EXERCISE DETAILS: When you reach the line containing "[locate] brick building" in the entries below, begin reproducing lines exactly, and stop once the line containing "[locate] sidewalk pavement" is done.

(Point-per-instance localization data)
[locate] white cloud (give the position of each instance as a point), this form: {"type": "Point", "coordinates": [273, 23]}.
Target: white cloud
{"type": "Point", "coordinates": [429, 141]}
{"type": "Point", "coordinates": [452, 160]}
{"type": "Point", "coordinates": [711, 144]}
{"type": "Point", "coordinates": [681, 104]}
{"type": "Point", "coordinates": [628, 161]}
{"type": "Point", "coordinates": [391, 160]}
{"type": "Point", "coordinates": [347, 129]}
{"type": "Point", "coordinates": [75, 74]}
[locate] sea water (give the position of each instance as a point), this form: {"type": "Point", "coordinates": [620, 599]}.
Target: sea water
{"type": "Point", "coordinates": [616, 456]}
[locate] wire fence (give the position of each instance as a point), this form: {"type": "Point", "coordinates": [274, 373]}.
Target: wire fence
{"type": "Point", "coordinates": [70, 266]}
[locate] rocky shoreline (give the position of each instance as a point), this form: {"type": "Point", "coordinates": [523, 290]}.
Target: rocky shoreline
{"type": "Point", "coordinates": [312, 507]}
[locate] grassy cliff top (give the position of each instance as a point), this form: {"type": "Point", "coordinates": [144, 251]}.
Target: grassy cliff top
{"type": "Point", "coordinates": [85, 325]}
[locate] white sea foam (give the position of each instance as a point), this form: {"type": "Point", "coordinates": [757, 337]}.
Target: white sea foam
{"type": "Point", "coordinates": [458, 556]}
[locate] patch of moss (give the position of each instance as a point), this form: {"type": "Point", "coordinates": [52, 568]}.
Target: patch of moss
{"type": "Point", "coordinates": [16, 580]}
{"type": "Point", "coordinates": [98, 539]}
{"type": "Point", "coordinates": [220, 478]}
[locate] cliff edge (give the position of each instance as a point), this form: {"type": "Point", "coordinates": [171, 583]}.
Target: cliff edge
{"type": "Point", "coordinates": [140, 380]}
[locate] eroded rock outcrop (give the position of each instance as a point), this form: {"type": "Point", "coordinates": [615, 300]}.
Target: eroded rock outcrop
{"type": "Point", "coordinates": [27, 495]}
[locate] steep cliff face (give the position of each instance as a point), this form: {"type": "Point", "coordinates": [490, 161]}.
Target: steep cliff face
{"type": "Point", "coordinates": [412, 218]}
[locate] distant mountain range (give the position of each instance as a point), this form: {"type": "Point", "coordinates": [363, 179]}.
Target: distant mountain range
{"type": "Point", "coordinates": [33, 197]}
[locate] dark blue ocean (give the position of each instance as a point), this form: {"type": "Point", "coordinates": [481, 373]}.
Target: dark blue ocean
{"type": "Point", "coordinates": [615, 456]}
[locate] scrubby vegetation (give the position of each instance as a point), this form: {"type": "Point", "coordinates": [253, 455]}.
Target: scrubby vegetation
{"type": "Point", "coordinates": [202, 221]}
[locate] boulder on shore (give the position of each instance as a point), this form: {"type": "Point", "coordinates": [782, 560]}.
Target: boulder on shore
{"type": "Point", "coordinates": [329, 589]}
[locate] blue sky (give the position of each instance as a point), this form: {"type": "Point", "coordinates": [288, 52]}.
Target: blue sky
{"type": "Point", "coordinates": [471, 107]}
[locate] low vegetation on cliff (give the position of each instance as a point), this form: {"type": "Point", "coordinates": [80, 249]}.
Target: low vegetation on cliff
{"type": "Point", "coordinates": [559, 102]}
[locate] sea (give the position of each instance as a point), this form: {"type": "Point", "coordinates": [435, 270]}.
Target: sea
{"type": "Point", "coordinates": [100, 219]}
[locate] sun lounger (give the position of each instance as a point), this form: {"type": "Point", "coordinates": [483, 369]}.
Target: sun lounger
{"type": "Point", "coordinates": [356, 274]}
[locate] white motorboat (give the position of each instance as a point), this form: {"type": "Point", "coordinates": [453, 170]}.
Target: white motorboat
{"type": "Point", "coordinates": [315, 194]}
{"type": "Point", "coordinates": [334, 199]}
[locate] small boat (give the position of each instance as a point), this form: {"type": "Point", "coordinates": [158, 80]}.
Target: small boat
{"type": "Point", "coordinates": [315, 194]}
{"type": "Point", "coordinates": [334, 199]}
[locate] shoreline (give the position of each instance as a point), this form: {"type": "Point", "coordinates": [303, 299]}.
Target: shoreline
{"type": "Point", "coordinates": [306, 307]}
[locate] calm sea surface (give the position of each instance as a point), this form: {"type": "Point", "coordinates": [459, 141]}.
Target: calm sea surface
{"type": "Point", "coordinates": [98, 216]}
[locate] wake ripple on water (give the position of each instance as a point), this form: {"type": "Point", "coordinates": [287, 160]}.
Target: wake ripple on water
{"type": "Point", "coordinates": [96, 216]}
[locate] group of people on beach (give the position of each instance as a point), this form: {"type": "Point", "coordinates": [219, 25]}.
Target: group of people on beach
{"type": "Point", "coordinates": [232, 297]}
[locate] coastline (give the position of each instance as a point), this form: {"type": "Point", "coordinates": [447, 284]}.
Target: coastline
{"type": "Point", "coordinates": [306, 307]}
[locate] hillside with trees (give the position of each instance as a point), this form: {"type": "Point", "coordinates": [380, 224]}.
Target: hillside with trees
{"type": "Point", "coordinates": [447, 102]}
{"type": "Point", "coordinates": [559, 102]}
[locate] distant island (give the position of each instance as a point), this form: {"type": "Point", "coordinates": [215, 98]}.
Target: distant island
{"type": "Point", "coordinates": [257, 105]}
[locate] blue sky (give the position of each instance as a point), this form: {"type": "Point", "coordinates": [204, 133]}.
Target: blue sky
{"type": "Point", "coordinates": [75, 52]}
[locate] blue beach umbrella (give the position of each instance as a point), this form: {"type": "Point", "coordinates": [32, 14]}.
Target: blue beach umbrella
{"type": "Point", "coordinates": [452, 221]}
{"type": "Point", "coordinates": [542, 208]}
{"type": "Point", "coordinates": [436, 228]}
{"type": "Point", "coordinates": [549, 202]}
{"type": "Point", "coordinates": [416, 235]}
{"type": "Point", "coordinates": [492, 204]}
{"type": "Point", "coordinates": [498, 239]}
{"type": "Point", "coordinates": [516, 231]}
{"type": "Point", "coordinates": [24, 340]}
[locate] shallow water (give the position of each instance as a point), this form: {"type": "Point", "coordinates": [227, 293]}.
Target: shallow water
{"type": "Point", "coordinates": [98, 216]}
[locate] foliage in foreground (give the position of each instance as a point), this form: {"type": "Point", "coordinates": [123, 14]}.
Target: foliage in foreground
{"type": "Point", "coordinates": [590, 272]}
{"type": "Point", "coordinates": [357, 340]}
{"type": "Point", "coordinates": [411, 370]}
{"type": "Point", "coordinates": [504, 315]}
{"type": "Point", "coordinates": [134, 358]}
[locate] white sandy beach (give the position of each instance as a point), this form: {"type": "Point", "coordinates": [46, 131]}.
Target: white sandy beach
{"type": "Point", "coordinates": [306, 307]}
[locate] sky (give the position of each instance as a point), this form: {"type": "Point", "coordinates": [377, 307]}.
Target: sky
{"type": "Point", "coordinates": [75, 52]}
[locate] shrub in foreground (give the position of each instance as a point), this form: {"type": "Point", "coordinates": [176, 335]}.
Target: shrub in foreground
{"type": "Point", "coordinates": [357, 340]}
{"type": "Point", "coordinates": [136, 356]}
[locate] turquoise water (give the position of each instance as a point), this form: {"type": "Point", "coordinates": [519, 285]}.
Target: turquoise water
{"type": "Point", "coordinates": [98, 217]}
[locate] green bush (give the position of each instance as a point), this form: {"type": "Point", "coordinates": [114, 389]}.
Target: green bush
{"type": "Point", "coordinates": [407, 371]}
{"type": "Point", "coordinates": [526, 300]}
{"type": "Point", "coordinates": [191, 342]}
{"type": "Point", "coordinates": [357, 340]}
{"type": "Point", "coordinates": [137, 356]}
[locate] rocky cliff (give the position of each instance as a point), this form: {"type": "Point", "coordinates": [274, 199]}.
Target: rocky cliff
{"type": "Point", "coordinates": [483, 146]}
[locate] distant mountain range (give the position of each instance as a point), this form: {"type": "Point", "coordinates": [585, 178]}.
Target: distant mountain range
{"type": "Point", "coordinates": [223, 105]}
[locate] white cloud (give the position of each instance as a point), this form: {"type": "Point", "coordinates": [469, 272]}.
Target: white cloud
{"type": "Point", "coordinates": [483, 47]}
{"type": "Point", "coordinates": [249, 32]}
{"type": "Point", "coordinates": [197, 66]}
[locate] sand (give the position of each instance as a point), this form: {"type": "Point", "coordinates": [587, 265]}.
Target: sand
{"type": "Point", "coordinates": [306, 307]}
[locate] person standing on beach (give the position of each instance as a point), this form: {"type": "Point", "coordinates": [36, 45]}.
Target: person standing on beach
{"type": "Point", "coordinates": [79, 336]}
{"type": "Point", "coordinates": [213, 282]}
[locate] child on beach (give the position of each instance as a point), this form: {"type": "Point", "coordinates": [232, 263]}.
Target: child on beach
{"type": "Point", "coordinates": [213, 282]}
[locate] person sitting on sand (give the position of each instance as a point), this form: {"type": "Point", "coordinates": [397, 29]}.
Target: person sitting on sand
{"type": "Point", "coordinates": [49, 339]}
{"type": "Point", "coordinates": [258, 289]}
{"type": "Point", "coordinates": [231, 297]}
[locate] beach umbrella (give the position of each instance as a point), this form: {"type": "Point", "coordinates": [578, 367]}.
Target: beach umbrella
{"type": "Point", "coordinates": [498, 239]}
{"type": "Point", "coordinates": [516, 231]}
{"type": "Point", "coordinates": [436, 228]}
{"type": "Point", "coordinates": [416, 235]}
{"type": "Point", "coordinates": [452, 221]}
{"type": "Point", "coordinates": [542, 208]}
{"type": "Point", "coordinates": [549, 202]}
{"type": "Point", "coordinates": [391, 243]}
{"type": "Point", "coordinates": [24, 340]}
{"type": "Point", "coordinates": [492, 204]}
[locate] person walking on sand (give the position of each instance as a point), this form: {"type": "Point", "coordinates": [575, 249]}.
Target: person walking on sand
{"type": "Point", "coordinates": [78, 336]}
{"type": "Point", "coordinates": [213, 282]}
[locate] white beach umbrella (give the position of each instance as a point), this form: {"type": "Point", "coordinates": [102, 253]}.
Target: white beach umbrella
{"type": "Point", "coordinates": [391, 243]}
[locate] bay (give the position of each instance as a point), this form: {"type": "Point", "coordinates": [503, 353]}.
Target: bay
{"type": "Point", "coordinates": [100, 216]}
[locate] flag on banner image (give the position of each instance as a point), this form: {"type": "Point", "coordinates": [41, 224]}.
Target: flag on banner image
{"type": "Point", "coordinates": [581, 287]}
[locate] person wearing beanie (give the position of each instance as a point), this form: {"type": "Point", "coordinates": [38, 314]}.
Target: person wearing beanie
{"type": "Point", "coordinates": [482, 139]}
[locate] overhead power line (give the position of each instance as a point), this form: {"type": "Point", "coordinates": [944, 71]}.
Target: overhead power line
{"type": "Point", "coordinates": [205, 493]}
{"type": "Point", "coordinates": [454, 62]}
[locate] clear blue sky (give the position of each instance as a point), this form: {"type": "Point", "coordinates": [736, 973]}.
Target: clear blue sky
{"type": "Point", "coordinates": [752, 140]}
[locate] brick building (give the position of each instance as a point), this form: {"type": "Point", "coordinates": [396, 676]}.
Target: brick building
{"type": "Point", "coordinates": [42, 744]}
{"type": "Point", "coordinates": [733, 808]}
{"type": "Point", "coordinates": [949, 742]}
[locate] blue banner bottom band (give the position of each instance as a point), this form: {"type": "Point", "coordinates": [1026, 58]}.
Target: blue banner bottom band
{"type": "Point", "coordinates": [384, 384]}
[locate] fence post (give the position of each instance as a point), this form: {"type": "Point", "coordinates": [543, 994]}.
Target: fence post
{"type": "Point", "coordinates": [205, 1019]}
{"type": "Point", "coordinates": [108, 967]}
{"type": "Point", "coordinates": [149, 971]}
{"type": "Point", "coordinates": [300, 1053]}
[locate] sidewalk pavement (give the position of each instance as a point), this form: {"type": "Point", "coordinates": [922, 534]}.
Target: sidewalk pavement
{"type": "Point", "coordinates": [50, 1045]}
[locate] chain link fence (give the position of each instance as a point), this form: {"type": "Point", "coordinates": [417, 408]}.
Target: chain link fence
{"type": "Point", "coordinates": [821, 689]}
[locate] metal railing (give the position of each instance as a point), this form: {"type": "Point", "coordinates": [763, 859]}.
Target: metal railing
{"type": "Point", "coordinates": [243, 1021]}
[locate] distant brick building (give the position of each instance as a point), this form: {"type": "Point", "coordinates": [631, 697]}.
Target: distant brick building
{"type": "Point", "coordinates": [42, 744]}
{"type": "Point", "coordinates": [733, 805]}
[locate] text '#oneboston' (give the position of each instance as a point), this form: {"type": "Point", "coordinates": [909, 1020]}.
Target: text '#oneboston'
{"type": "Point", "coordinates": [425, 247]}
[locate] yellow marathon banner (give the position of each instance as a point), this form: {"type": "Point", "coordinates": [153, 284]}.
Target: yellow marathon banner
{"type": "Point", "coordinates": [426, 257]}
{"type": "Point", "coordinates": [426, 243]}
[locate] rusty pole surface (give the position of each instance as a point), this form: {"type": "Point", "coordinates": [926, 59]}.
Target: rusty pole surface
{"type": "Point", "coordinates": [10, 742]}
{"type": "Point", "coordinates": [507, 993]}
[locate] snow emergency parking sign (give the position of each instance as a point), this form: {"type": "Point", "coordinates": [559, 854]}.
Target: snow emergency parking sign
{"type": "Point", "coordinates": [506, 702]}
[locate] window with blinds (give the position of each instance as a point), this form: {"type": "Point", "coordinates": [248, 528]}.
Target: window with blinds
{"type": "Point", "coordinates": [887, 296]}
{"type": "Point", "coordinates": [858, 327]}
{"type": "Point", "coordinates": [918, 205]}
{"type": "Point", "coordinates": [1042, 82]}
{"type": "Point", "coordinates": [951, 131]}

ANSWER SECTION:
[locate] brick building (give the position of each instance as a point), this form: {"type": "Point", "coordinates": [396, 676]}.
Target: brick building
{"type": "Point", "coordinates": [42, 744]}
{"type": "Point", "coordinates": [733, 808]}
{"type": "Point", "coordinates": [949, 742]}
[locate] blue banner bottom band (give the position of each instance as a point), this form: {"type": "Point", "coordinates": [1026, 58]}.
Target: blue banner bottom band
{"type": "Point", "coordinates": [384, 384]}
[locate] fence post (give the position of each instance as a point), this form: {"type": "Point", "coordinates": [543, 994]}.
Target: fence post
{"type": "Point", "coordinates": [205, 1019]}
{"type": "Point", "coordinates": [108, 967]}
{"type": "Point", "coordinates": [149, 971]}
{"type": "Point", "coordinates": [300, 1053]}
[locate] sidewalk pavement (give the position of each instance as a point), this form: {"type": "Point", "coordinates": [922, 534]}.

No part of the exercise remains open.